■ **Natural-language object grounding data**:
◇ ◇ ◇
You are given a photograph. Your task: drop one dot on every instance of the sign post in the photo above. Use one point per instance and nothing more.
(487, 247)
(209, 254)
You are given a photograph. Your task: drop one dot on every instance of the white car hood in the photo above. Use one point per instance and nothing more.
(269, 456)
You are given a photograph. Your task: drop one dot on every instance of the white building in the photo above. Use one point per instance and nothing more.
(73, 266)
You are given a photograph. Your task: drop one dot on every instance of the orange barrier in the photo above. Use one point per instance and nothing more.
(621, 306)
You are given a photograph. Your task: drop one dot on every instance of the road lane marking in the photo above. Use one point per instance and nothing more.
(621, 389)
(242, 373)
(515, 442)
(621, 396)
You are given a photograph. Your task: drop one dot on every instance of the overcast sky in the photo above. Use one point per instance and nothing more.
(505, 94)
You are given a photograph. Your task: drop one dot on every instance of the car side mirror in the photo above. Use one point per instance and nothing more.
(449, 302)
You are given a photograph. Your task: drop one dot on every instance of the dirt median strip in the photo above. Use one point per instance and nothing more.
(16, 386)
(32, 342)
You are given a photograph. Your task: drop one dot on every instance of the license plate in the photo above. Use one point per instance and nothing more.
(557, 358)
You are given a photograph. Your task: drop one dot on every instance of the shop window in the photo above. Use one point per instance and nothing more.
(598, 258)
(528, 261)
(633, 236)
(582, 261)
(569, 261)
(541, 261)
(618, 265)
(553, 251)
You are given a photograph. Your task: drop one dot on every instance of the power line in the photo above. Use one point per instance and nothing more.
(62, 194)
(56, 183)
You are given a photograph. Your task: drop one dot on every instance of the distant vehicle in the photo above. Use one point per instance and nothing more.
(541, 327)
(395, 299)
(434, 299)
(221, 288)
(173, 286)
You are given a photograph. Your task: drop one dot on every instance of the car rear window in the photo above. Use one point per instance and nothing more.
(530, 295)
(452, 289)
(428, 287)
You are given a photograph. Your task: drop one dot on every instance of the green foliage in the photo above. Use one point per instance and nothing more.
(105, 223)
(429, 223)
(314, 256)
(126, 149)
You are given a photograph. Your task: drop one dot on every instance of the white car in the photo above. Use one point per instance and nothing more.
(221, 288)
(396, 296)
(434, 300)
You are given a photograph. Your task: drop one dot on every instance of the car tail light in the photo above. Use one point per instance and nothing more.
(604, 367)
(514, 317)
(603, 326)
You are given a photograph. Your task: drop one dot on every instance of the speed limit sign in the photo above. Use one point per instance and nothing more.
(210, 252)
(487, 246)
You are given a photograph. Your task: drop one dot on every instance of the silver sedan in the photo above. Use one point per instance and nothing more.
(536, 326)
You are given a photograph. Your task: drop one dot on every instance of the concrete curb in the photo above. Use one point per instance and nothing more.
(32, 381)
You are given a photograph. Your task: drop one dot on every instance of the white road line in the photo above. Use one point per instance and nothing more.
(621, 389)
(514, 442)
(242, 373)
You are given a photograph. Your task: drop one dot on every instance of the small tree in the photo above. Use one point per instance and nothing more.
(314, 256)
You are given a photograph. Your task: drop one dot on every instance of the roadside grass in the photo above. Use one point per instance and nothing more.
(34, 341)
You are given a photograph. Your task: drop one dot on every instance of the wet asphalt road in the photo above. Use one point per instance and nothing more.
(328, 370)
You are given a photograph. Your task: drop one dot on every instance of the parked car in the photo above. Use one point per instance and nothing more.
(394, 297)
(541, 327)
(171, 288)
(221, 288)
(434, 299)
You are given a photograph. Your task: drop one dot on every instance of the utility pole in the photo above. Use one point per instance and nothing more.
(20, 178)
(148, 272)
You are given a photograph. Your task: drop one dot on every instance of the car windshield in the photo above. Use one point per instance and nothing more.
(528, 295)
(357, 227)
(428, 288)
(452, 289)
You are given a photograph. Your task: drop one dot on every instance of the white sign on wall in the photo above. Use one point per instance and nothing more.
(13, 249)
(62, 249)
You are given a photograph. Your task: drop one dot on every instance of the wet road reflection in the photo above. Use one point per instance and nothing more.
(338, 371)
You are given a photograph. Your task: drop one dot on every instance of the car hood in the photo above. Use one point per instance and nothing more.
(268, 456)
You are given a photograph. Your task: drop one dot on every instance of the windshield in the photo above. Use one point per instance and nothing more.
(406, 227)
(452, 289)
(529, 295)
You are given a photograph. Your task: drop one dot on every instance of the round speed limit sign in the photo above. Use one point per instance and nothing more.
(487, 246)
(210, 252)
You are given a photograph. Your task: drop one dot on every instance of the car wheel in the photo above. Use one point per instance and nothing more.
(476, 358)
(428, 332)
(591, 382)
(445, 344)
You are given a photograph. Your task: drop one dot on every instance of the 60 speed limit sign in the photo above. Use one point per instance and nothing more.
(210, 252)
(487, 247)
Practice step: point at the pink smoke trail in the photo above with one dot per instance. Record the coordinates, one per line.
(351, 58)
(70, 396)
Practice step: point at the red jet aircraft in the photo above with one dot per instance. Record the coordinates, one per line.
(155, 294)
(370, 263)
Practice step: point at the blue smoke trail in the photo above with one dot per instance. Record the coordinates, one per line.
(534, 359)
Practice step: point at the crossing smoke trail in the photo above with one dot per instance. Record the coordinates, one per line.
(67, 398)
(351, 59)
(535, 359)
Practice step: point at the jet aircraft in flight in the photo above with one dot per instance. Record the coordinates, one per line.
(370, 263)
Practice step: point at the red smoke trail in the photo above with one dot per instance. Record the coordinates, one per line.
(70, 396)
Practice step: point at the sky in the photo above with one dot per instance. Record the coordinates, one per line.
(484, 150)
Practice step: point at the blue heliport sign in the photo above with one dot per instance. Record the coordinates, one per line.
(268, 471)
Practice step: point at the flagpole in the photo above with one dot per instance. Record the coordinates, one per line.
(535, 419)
◇ ◇ ◇
■ **TASK ITEM**: Reproduce the data in full, exactly.

■ **RESPONSE TO THIS EXERCISE**:
You are given a photograph. Your task: drop one dot on every instance of the sign post in the photo above. Use one point per instance and nothing more.
(487, 247)
(209, 254)
You are given a photograph. Your task: drop one dot on every instance of the white car hood in the photo above. Use one point per instance and nothing more.
(269, 456)
You are given a photograph. Your task: drop one dot on every instance of the white building in the photo above. Use one point per instance and nothing more.
(73, 266)
You are given a photograph. Your task: drop one dot on every instance of the orange barrier in the photo above. Use one point per instance and nothing more.
(621, 306)
You are given a photograph. Your task: drop one dot on every instance of the road lane marking in the photo above. Use one point per instance and nothing more.
(621, 389)
(242, 373)
(515, 442)
(621, 396)
You are given a photograph. Your task: drop one dot on every instance of the overcast sky in the photo above. Use one point per instance and nothing more.
(505, 94)
You are given a photograph. Your task: drop one dot on every instance of the car side mirror in the photo above. Use one point per instance and nothing more.
(449, 302)
You are given a photograph. Your task: drop one dot on every instance of the dirt median strip in the photo above. Use one point per instance and nothing more.
(16, 386)
(32, 342)
You are given a photograph. Your task: drop one dot on every instance of the license plate in the photo above. Use one point per instance and nothing more.
(557, 358)
You are given a photograph. Your task: drop one dot on every instance of the shop window in the photo above. Use one point per instance and nothing more.
(598, 258)
(528, 261)
(633, 236)
(582, 261)
(569, 261)
(541, 261)
(618, 265)
(553, 251)
You are given a photograph. Your task: drop one dot on every instance of the power line in the photo above. Use one point per instance and nothing more.
(62, 194)
(56, 183)
You are given a photograph. Your task: drop one dot on every instance of the distant vehicle in the photo above. Use one point per instance and nothing more.
(541, 327)
(395, 299)
(434, 299)
(221, 288)
(173, 286)
You are given a photograph. Your task: drop one dot on every instance of the car rear window in the photo above. Use one point per instance and nothing more.
(530, 295)
(452, 289)
(428, 287)
You are given a photograph. Your task: drop one dot on every instance of the green foliage in the photo above. Use one point per instance and nothing more.
(105, 223)
(429, 223)
(314, 256)
(126, 149)
You are given a photograph. Your task: drop one dot on every instance of the white car in the photo above. Use one point per instance and nothing more.
(221, 288)
(396, 296)
(434, 300)
You are given a photograph. Your task: drop one dot on every instance of the car tail light in the photo above. Use one point per instance and nothing more.
(604, 367)
(514, 317)
(603, 326)
You are given a photograph. Your task: drop one dot on every instance of the speed limit sign in the photo above. Use one point per instance and nothing more.
(210, 252)
(487, 246)
You are given a photograph. Your task: drop one dot on every instance of the silver sedan in the photo above. Use one point per instance and nothing more.
(536, 326)
You are given a photograph. Your task: drop one dot on every instance of the concrete curb in the photo above. Use one point per instance and nothing more.
(32, 381)
You are given a photograph. Your task: drop one dot on every instance of the white road line in the photo above. Use one point per instance and nothing more.
(621, 389)
(514, 442)
(242, 373)
You are given a photograph. Your task: drop one dot on every instance of the small tree in the photo above. Use one point per instance and nothing more.
(314, 256)
You are given a photograph. Your task: drop one dot on every instance of the roadside grass in the photo above. Use one point per instance and nothing more.
(34, 341)
You are given a photograph. Your task: drop one dot on every instance of the wet asphalt road in the photo above. Use one point per instance and nothing more.
(328, 370)
You are given a photograph. Your task: drop one dot on every instance of the parked car in the photo above. Use one point per instance and nothing more.
(394, 297)
(541, 327)
(171, 288)
(221, 288)
(434, 299)
You are given a photograph. Your task: drop one dot on every instance of the utility pole in the photo above. Use one point per instance and nothing more.
(20, 178)
(148, 272)
You are given a photograph. Your task: drop one dot on every instance of the car windshield in the photo above. Use one point per instance and nothing more.
(528, 295)
(357, 227)
(428, 288)
(452, 289)
You are given a photograph. Your task: drop one dot on every instance of the white sign on wall in the photo above. Use one point per instance and nothing more.
(13, 249)
(62, 249)
You are given a photograph. Your task: drop one dot on every instance of the wet road reflection in the photo above. Use one point per instance and nothing more.
(338, 371)
You are given a photograph. Your task: drop one dot on every instance of the car hood in the photo above. Use one point per instance and nothing more.
(268, 456)
You are given a photograph. Your task: drop one dot on every instance of the windshield in the photo above. Use one point per instance and nothing more.
(406, 227)
(452, 289)
(529, 295)
You are given a photograph. Your task: drop one dot on every instance of the round speed limit sign in the photo above. Use one point per instance and nothing more.
(487, 246)
(210, 252)
You are given a photograph. Your task: drop one dot on every instance of the car wheel in the photo above. Use one point per instance and nothing more.
(476, 358)
(428, 332)
(591, 382)
(445, 344)
You are given a photograph. Your task: drop one dot on every instance of the 60 speed limit sign in the photo above. Use one point per instance and nothing more.
(210, 252)
(487, 247)
Practice step: point at the pink smoke trail in the photo above with one dot per instance. Record the coordinates, one per line.
(351, 58)
(70, 396)
Practice step: point at the red jet aircraft in the photo above with one dot per instance. Record the coordinates, one per line.
(155, 294)
(370, 263)
Practice step: point at the blue smoke trail in the photo above with one dot per instance. Record the coordinates, one per line.
(534, 359)
Practice step: point at the crossing smoke trail in the photo above with one dot per instance. Record the coordinates, one per line.
(67, 398)
(351, 59)
(535, 359)
Practice step: point at the jet aircraft in flight in the photo above with one dot per instance. Record the coordinates, one per line.
(370, 263)
Practice step: point at the red smoke trail in the photo above with one dot per instance. Record the coordinates, one per line.
(70, 396)
Practice step: point at the sky in the photo above with one dot per instance. Record the coordinates, one per line.
(484, 150)
Practice step: point at the blue heliport sign in the photo above with one dot per instance. Record the coordinates, one per line.
(268, 471)
Practice step: point at the flagpole in the photo above with one dot per instance. Record the coordinates, one per line.
(535, 419)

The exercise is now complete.